CONSIGNE 1:
Répondez aux questions suivantes à partir de l’article sur le nom de l’Inde.
(a) Depuis combien de temps le BJP est-il au pouvoir ?
(b) Combien de sièges sur 543 le BJP détient-il ?
(c) À quel moment les prochaines élections indiennes sont-elles prévues ?
CONSIGNE 2: Recopiez mot pour mot le passage de l’article sur le nom de l’Inde qui va de « Cette initiative s’inscrit » jusqu’à « très épaisse d’électoralisme ! » inclus.
CONSIGNE 3:
Indiquez si chacun des énoncés suivants concorde avec l’article sur le nom de l’Inde. Répondez par oui ou par non, puis citez les mots exacts de l’article qui tranchent la question.
(a) Le Royaume-Uni a dirigé le pays pendant 200 ans.
(b) La Constitution indienne ne reconnaît qu’un seul nom officiel au pays.
(c) Serge Granger juge les motifs du changement de nom purement idéologiques.

TEXTE FOURNI:

Le gouvernement Modi envisagerait de remplacer « India » par « Bharat ». C’est sérieux ?

L’Inde est-elle sur le point de se donner un nouveau nom ? La question est sur toutes les lèvres cette semaine, alors que le pays s’apprête à accueillir le G20.

Dans une invitation officielle envoyée aux participants du sommet, le gouvernement du premier ministre Narendra Modi a en effet remplacé l’appellation « India » par le terme « Bharat », mot sanscrit renvoyant aux récits védiques datant de plusieurs millénaires.

PHOTO SAJJAD HUSSAIN, AGENCE FRANCE-PRESSE

Un piéton passe devant le logo du sommet du G20 installé à New Delhi.

De quoi alimenter les rumeurs d’un changement de nom, qui circulaient d’ailleurs depuis un moment. Selon divers médias, une session extraordinaire du Parlement serait même prévue plus tard en septembre, sans qu’on en connaisse le programme législatif.

Selon l’article 1 de la Constitution indienne, « Bharat » est déjà l’un des deux noms officiels du pays. En langue hindie, il est régulièrement utilisé au lieu d’« India ».

Mais au sein du Bharatiya Janata Party (BJP), au pouvoir depuis neuf ans, les pressions se multiplient pour qu’on donne formellement la prééminence au terme « Bharat ». Raison invoquée : le nom « India » est un vestige du colonialisme britannique et, par conséquent, un « symbole de l’esclavage », dont il serait judicieux de se débarrasser.

Rappelons que le Royaume-Uni a dirigé le pays pendant 200 ans, jusqu’à son indépendance en 1947.

Un geste stratégique ?

Cette initiative s’inscrit dans la démarche ethnonationaliste du BJP. Le parti de Modi est régulièrement accusé de vouloir asseoir la suprématie de la religion hindoue, majoritaire en Inde, au détriment des autres minorités, au premier chef les musulmans. Ces dernières années, il a déjà fait supprimer des noms anglais et même islamiques imposés sous l’Empire moghol (1526-1857) de certains lieux, institutions politiques et livres d’histoire.

Mais pour Serge Granger, professeur à l’Université de Sherbrooke et auteur du livre Les cousins de l’Empire – Le Québec et l’Inde, tout juste paru, les motifs sont loin d’être purement idéologiques.

Il y a un élément de décolonialisme, mais surtout une sauce très épaisse d’électoralisme !

Serge Granger, professeur à l’Université de Sherbrooke

Les prochaines élections indiennes sont en effet prévues au printemps 2024. Or, le BJP, largement majoritaire, avec 303 sièges sur 543, commence à montrer des signes de plafonnement. M. Granger croit que ce projet de changement de nom peut venir « fortifier le vote dans le Nord », où se trouve une grosse partie de son socle électoral.

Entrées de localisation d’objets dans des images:
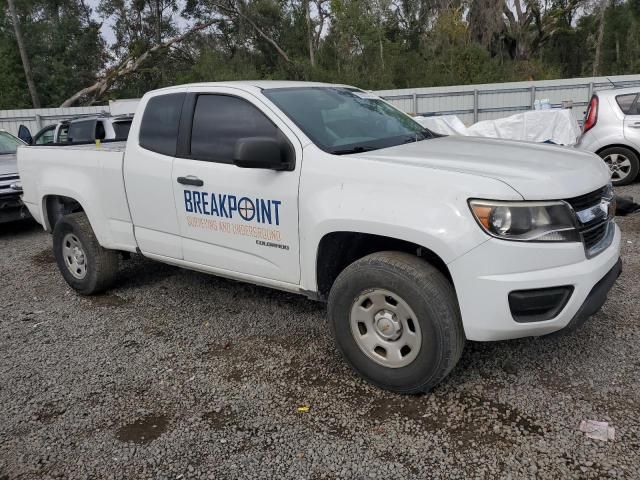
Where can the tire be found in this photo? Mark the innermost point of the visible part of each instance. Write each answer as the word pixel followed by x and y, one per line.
pixel 429 296
pixel 85 265
pixel 623 163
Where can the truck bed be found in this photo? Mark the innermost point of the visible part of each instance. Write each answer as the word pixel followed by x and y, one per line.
pixel 90 174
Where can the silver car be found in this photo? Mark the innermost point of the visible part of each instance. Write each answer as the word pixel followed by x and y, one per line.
pixel 11 207
pixel 612 130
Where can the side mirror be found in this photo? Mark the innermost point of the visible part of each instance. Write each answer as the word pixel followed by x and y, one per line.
pixel 263 152
pixel 25 135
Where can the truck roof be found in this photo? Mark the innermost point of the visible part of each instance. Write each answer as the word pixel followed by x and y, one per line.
pixel 260 84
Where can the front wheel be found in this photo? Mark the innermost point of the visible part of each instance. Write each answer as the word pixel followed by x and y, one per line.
pixel 623 164
pixel 396 320
pixel 84 264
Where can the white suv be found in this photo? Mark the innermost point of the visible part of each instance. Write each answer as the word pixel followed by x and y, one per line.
pixel 612 130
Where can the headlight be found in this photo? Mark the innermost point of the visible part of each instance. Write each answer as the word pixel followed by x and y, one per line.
pixel 526 221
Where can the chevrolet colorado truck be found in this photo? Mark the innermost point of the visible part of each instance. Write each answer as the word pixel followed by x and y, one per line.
pixel 418 242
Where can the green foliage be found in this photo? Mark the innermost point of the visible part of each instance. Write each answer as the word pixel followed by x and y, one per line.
pixel 65 47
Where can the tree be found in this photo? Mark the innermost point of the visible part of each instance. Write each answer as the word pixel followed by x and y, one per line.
pixel 26 64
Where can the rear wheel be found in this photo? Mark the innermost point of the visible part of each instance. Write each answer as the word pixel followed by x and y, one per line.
pixel 623 164
pixel 84 264
pixel 396 320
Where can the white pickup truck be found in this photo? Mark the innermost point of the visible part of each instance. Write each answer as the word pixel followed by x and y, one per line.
pixel 417 241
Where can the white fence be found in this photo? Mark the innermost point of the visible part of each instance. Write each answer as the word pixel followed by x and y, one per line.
pixel 489 101
pixel 35 119
pixel 470 102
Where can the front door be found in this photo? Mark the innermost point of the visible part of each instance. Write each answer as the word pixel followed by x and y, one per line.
pixel 232 219
pixel 148 176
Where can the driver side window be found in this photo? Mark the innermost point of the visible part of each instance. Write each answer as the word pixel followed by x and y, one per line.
pixel 46 137
pixel 219 121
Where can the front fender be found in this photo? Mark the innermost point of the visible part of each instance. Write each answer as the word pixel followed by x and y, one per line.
pixel 426 207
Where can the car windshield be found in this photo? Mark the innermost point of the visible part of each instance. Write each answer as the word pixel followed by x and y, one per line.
pixel 8 143
pixel 343 120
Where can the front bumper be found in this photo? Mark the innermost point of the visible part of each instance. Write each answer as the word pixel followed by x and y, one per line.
pixel 485 276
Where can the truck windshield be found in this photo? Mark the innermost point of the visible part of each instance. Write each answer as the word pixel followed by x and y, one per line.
pixel 343 120
pixel 8 143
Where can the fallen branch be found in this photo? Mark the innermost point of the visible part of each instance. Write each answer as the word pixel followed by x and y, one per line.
pixel 127 66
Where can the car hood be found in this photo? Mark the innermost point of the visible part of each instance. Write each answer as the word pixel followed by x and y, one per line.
pixel 8 165
pixel 536 171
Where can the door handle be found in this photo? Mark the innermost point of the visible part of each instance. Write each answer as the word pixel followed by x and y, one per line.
pixel 190 180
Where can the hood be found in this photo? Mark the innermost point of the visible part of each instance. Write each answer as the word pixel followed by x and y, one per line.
pixel 537 171
pixel 8 165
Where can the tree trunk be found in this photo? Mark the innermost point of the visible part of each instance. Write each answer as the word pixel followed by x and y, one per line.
pixel 598 55
pixel 307 13
pixel 35 99
pixel 158 15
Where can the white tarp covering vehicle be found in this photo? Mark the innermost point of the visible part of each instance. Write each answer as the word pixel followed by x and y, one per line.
pixel 557 126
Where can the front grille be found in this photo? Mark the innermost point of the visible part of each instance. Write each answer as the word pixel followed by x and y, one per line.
pixel 593 222
pixel 587 200
pixel 592 236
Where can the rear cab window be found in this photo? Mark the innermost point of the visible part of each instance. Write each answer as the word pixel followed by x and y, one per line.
pixel 628 103
pixel 160 123
pixel 82 131
pixel 219 121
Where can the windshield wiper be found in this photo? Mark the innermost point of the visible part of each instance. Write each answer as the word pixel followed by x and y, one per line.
pixel 356 149
pixel 418 137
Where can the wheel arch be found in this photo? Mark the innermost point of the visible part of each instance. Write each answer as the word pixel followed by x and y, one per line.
pixel 54 207
pixel 619 145
pixel 336 250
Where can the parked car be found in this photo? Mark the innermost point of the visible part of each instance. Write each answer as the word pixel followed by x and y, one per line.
pixel 80 130
pixel 417 241
pixel 612 130
pixel 11 207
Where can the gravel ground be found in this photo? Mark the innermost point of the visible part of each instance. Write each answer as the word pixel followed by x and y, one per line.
pixel 175 374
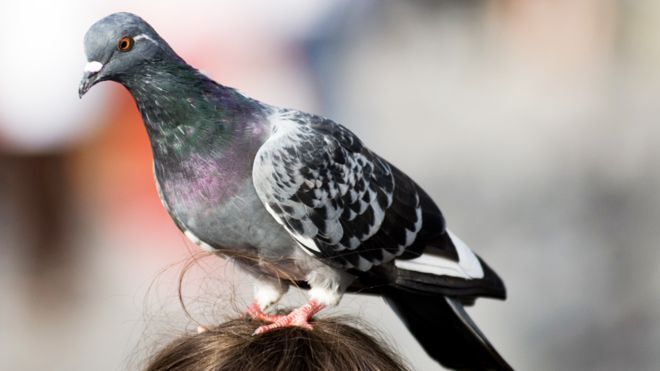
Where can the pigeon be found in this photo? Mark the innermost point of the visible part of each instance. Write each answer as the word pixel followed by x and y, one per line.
pixel 295 199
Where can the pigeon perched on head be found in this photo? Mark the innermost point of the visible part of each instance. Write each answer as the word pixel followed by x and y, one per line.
pixel 295 198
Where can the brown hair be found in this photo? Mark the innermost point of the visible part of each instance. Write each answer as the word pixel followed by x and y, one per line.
pixel 332 345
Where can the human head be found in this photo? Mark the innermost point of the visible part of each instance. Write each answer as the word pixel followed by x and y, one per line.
pixel 332 345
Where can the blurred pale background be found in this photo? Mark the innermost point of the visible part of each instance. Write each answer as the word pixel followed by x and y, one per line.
pixel 533 124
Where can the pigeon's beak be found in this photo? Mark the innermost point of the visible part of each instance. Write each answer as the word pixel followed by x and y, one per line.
pixel 90 77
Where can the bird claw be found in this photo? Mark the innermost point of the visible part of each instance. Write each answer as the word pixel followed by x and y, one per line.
pixel 255 312
pixel 299 317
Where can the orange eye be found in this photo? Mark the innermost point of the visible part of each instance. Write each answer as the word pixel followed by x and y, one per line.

CORRIGÉ 1:
(a) Depuis neuf ans.
(b) 303 sièges.
(c) Au printemps 2024.

CORRIGÉ 2:
Cette initiative s’inscrit dans la démarche ethnonationaliste du BJP. Le parti de Modi est régulièrement accusé de vouloir asseoir la suprématie de la religion hindoue, majoritaire en Inde, au détriment des autres minorités, au premier chef les musulmans. Ces dernières années, il a déjà fait supprimer des noms anglais et même islamiques imposés sous l’Empire moghol (1526-1857) de certains lieux, institutions politiques et livres d’histoire.

Mais pour Serge Granger, professeur à l’Université de Sherbrooke et auteur du livre Les cousins de l’Empire – Le Québec et l’Inde, tout juste paru, les motifs sont loin d’être purement idéologiques.

Il y a un élément de décolonialisme, mais surtout une sauce très épaisse d’électoralisme !

CORRIGÉ 3:
(a) Oui : « le Royaume-Uni a dirigé le pays pendant 200 ans, jusqu’à son indépendance en 1947 ».
(b) Non : « est déjà l’un des deux noms officiels du pays ».
(c) Non : « les motifs sont loin d’être purement idéologiques ».